= Provided entries =
----------
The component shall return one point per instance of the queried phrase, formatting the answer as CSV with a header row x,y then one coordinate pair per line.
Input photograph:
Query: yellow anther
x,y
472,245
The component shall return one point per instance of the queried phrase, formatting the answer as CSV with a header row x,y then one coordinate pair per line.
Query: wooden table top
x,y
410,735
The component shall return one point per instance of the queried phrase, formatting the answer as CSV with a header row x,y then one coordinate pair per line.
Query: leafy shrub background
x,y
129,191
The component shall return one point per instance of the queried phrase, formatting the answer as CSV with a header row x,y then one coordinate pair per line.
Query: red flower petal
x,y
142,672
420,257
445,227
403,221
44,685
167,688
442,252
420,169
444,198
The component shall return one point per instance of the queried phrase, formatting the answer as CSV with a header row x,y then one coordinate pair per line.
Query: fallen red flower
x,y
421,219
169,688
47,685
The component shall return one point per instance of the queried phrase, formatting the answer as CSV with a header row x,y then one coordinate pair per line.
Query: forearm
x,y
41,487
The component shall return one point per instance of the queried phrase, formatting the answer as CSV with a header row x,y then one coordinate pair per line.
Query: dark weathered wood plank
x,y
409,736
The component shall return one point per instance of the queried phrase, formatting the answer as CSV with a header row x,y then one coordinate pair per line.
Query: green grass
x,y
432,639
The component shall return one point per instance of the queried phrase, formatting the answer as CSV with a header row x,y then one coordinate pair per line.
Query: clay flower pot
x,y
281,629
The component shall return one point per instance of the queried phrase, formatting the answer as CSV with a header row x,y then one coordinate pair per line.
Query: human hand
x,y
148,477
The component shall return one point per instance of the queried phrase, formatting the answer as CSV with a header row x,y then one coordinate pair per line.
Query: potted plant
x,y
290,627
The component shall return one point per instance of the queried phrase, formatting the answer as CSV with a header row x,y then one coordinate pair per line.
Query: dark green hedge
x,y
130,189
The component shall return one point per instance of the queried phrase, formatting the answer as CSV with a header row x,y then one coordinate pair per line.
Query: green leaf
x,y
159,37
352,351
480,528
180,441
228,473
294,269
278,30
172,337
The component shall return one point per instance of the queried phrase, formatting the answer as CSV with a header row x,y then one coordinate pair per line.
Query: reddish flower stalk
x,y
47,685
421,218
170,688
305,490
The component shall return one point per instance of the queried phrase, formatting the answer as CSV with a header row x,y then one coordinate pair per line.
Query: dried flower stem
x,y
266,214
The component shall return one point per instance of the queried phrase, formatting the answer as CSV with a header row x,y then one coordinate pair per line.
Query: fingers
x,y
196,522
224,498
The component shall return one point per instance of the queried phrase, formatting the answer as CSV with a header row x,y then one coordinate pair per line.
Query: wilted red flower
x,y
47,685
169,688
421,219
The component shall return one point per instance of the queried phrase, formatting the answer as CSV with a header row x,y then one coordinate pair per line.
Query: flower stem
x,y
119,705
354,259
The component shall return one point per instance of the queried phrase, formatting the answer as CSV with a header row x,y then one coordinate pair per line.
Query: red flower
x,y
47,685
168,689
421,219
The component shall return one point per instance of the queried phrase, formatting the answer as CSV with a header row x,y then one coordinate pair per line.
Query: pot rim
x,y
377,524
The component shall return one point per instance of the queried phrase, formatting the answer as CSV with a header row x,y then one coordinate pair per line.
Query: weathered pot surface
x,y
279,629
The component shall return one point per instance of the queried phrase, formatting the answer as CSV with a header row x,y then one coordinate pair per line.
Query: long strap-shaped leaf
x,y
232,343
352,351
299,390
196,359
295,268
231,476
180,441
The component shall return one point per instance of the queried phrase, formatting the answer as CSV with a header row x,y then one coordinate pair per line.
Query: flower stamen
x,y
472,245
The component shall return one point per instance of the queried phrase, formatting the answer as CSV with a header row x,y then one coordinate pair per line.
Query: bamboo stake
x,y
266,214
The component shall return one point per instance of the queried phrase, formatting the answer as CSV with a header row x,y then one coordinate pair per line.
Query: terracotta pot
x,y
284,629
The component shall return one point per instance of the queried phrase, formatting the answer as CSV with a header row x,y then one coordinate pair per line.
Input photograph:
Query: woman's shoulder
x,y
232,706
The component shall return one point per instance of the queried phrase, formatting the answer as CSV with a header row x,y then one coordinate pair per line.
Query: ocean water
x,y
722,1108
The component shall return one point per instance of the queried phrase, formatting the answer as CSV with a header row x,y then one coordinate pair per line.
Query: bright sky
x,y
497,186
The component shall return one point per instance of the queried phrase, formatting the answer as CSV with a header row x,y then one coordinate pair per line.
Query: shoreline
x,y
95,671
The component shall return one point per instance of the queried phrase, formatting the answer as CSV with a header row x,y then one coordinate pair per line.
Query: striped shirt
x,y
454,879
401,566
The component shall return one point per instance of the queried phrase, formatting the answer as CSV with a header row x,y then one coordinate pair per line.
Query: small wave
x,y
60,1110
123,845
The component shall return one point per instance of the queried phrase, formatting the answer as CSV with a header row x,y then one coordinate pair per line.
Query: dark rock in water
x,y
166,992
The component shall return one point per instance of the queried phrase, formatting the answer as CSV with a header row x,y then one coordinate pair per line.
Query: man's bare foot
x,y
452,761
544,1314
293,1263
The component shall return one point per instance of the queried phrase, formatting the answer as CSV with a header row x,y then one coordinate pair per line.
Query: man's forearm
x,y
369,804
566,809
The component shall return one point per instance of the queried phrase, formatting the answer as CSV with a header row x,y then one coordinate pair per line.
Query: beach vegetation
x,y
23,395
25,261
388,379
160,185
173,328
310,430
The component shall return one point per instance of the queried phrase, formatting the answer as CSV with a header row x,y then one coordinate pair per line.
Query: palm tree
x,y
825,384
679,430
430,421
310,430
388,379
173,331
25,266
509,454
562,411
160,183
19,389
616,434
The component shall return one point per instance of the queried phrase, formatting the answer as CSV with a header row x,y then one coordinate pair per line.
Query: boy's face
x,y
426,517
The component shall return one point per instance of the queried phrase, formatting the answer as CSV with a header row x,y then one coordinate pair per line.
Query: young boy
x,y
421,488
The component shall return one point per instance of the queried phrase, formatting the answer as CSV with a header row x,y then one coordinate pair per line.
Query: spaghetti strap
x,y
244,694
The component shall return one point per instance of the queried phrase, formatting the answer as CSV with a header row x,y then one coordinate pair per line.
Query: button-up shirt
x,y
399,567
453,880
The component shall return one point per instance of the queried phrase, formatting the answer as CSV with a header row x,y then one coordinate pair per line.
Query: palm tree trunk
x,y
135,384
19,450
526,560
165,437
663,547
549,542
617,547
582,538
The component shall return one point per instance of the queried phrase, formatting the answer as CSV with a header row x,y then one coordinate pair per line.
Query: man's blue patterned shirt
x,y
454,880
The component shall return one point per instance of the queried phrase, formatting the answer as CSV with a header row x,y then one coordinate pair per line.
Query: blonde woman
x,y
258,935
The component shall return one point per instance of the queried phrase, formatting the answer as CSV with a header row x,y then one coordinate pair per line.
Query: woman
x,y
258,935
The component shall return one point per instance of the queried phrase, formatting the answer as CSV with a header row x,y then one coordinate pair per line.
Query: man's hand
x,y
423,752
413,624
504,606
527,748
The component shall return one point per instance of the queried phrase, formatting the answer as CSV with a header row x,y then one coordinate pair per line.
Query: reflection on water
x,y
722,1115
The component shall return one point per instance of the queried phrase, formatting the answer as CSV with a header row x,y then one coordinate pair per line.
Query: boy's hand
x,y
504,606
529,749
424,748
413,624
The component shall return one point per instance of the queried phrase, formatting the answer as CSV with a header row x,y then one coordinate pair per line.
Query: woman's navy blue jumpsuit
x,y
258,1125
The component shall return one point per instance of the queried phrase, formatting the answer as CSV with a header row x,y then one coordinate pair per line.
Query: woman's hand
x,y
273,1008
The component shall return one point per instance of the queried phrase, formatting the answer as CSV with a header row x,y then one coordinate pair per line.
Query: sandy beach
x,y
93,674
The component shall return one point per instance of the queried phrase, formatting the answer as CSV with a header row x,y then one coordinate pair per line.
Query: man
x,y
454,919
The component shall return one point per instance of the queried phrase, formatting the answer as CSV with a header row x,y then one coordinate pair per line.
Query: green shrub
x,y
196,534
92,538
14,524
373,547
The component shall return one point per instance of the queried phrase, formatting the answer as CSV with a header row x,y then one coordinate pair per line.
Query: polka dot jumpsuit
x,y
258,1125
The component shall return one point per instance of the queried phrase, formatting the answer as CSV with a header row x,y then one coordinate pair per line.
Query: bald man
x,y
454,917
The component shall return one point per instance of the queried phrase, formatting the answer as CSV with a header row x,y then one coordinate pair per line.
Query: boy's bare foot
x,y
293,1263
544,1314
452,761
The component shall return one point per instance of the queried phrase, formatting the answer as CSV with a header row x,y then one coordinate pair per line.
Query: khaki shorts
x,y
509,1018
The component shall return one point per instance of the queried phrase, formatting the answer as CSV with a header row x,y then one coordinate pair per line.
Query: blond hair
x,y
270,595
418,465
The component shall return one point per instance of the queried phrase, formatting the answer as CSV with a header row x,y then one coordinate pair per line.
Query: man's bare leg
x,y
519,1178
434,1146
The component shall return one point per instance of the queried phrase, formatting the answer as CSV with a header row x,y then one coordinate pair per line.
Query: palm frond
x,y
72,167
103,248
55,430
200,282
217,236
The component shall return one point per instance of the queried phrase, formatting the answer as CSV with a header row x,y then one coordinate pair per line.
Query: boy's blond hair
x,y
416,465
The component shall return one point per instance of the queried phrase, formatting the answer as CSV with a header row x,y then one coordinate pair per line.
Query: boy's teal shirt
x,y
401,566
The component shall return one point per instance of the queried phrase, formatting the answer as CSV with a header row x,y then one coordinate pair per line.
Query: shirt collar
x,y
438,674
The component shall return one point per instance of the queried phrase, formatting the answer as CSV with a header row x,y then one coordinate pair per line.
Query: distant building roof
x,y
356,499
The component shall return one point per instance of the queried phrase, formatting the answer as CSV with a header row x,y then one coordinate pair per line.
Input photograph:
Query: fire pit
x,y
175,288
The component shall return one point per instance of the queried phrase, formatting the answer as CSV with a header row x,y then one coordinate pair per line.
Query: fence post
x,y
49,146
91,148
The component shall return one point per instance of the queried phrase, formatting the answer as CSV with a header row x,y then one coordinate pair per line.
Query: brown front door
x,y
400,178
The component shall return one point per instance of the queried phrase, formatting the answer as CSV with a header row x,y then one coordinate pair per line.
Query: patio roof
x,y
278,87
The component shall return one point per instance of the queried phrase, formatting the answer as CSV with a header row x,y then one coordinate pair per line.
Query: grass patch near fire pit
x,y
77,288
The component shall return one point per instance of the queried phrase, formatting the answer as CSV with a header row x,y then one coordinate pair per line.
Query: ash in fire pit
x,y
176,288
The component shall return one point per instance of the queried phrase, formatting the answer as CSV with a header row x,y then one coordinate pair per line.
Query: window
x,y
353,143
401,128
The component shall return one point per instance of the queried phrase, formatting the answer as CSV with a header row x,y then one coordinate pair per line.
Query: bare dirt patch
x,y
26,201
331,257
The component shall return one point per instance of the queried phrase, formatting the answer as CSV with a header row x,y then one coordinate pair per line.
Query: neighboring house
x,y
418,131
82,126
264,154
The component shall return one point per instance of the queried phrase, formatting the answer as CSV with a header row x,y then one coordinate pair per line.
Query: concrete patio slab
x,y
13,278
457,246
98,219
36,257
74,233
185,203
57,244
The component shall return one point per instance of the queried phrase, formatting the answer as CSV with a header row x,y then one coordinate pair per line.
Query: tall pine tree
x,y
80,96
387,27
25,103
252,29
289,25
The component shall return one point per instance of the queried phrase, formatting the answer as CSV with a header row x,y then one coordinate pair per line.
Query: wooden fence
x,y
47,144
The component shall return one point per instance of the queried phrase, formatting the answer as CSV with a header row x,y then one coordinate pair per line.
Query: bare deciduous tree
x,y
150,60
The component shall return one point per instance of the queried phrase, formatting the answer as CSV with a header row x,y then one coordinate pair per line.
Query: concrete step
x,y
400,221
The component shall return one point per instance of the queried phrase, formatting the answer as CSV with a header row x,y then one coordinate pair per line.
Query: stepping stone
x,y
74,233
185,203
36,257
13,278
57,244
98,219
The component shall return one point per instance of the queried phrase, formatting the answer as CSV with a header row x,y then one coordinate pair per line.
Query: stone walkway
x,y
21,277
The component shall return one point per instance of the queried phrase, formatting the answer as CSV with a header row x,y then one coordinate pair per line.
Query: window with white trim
----------
= Task item =
Return the final stretch of the listing exactly, starting with the line that contains "Query: concrete step" and ending with the last line.

= Solution to this task =
Query: concrete step
x,y
400,221
The component shall return one point per instance of the queried phrase, formatting the answer as CSV with a header row x,y then one coordinate pair per line.
Query: stepping stone
x,y
74,233
185,203
36,257
13,278
57,244
98,219
The component shall return one point per instance of the queried phrase, formatting the answer as CSV with a header row x,y then one coordinate pair per line.
Query: stone walkway
x,y
21,277
The component shall return one point per instance of the queried phrase, formatting the answer as CSV with a header row x,y then one coordinate pair per line.
Query: window with white trim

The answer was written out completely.